- **WHAT YOU SHOULD DO**
The listing below should be printed exactly, every line of it. Skip the pictures.

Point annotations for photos
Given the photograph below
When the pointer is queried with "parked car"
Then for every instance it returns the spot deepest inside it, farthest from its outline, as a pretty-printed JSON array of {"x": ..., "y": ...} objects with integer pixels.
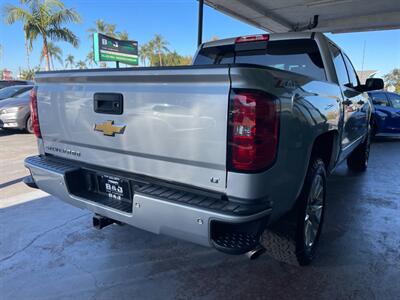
[
  {"x": 6, "y": 83},
  {"x": 15, "y": 112},
  {"x": 232, "y": 152},
  {"x": 385, "y": 113},
  {"x": 13, "y": 91}
]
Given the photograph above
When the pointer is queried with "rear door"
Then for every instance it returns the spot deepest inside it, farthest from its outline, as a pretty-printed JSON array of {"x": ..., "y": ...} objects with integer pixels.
[{"x": 351, "y": 118}]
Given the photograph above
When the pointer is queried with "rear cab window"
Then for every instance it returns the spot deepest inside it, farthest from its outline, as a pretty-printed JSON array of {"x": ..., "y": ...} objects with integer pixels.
[
  {"x": 379, "y": 99},
  {"x": 300, "y": 56},
  {"x": 395, "y": 99}
]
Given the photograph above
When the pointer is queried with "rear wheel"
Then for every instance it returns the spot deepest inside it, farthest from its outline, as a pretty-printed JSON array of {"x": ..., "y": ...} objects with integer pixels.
[
  {"x": 294, "y": 239},
  {"x": 358, "y": 159},
  {"x": 28, "y": 125}
]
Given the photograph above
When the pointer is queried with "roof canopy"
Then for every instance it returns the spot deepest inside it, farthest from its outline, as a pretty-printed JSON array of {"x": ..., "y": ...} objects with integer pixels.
[{"x": 298, "y": 15}]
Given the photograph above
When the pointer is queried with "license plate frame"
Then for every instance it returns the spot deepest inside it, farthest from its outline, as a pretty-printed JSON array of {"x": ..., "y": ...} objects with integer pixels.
[{"x": 114, "y": 187}]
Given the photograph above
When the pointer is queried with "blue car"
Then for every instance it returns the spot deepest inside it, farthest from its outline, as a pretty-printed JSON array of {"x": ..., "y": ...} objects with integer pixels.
[{"x": 386, "y": 113}]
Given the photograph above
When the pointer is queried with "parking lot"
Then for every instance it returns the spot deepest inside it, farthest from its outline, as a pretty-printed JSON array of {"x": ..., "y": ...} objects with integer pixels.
[{"x": 49, "y": 249}]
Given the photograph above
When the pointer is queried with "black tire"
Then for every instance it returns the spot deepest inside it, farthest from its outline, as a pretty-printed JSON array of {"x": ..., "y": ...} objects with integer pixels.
[
  {"x": 358, "y": 159},
  {"x": 28, "y": 125},
  {"x": 286, "y": 240}
]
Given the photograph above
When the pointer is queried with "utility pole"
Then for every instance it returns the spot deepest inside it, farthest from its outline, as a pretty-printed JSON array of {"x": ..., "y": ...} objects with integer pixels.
[{"x": 362, "y": 65}]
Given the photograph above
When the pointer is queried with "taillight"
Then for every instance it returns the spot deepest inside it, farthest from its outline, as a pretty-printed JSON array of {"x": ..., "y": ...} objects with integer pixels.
[
  {"x": 254, "y": 129},
  {"x": 252, "y": 38},
  {"x": 34, "y": 113}
]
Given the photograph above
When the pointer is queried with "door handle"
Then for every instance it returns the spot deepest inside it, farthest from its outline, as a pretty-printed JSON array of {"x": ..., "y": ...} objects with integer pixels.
[
  {"x": 108, "y": 103},
  {"x": 347, "y": 102}
]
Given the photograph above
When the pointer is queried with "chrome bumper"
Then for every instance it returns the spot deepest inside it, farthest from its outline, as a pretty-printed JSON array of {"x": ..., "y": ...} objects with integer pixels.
[{"x": 150, "y": 214}]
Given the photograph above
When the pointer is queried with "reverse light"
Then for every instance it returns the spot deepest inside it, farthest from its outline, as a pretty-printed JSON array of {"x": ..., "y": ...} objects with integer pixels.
[
  {"x": 252, "y": 38},
  {"x": 34, "y": 113},
  {"x": 254, "y": 127}
]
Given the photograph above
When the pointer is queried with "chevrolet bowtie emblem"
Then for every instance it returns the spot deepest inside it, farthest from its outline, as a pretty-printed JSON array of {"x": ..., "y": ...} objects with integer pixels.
[{"x": 109, "y": 129}]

- **OUTPUT OF THE EXERCISE**
Given the photograph below
When the pointer is queried with "parked car"
Then for every instance it returns the spot deepest inside it, farthest from its outline, as a pretty-printed JSON array of {"x": ..., "y": ...} objects with integer pixels.
[
  {"x": 6, "y": 83},
  {"x": 15, "y": 112},
  {"x": 232, "y": 152},
  {"x": 385, "y": 113},
  {"x": 13, "y": 91}
]
Given the photograph above
When the pointer is queried with "rear door"
Then for every instance it returns the spot deepest inside it, farthest from its outline, as a pretty-printed JSON array of {"x": ..., "y": ...} objects with integer pixels.
[{"x": 351, "y": 118}]
Given the photograph above
When the pointer is queried with "rear cab window"
Then for every instance it returns the spot deepest inside it, farthest from its outline, as a pretty-printed JSON array of {"x": ..., "y": ...} objects with integer pixels.
[
  {"x": 379, "y": 99},
  {"x": 300, "y": 56},
  {"x": 395, "y": 99}
]
Given the photograph above
When the pointer is queried with "rear wheel"
Then for every instance it returns the spot deepest inside it, farthest from its outline, as a pretty-printed JSON array of {"x": ..., "y": ...} objects with integer pixels.
[
  {"x": 294, "y": 239},
  {"x": 358, "y": 159},
  {"x": 28, "y": 125}
]
Given the photograph above
When the pointer is queried with "roof canopy"
Then for every instance it returns the spot deepest inside it, farthest from its outline, as a pretty-printed JSON array of {"x": ..., "y": ...} objects with integer pixels.
[{"x": 298, "y": 15}]
Given the photograph above
When the pointer is queried with "license plate frame"
Then for every instance it returns the spot deepest inside it, farthest from its outline, as a pretty-printed JSON array of {"x": ..., "y": ...} objects with integer pixels.
[{"x": 114, "y": 187}]
Given the photograph above
When the pointer is queried with "blue car"
Then for every instance it returns the spot deepest inside it, farthest from its outline, as a pretty-printed JSON array of {"x": ..., "y": ...} objects with integer pixels.
[{"x": 386, "y": 113}]
Given the photograph above
When the pointer is queried with "parking lot"
Then for every instance it returns the spot deepest inside it, farthest from its outline, as a pretty-printed JSON array of {"x": ..., "y": ...} objects with integer pixels.
[{"x": 49, "y": 249}]
Given the photograph above
When the pointer is queried with "black tire"
Then for every instance it returns the spot deepest inside it, farthest from its outline, as a pretty-printed JSON array of {"x": ..., "y": ...} objects with integer pixels.
[
  {"x": 358, "y": 159},
  {"x": 28, "y": 125},
  {"x": 286, "y": 240}
]
Given the photograph above
When the pointer is queried with "utility pole"
Then for every instance it returns the spot deepest inside it, farthest from its outline, as a pretty-printed JSON array of {"x": ..., "y": ...} objects with integer pixels.
[{"x": 362, "y": 65}]
Given the photograph above
When the pointer is queried with "taillight"
Then for every instance it returns the spot deepest inside it, farthest from its outline, as a pretty-printed JSON array of {"x": ..., "y": ...} objects with integer pixels.
[
  {"x": 254, "y": 129},
  {"x": 252, "y": 38},
  {"x": 34, "y": 113}
]
Given the photograph above
When the pointer is queried with "door handle"
Then for every instance it returns the spot deepest inside it, farthest from its outline, as a pretty-printed JSON array of {"x": ..., "y": ...} objects with integer pixels.
[
  {"x": 108, "y": 103},
  {"x": 347, "y": 102}
]
Given the photograph above
When the pointer is queried with "chrome bumper"
Then for every instance it returns the spot deepest inside it, farthest from its outline, as a pretty-printed JSON array of {"x": ..., "y": ...} objects with integer pixels.
[{"x": 150, "y": 214}]
Given the photograph above
When the pointer is queried with "reverse light"
Then for every instance it returns the spot deepest inside it, farthest from its outline, as a pretty-printed JSON array of {"x": ..., "y": ...} objects with integer pixels.
[
  {"x": 252, "y": 38},
  {"x": 34, "y": 113},
  {"x": 254, "y": 127}
]
Given the photograph above
When the pointer is queried with "chevrolet bowtie emblem"
Then for every instance it returns the spot deepest inside it, farthest from its outline, as a pretty-printed JSON array of {"x": ..., "y": ...} objects with integer pixels.
[{"x": 109, "y": 129}]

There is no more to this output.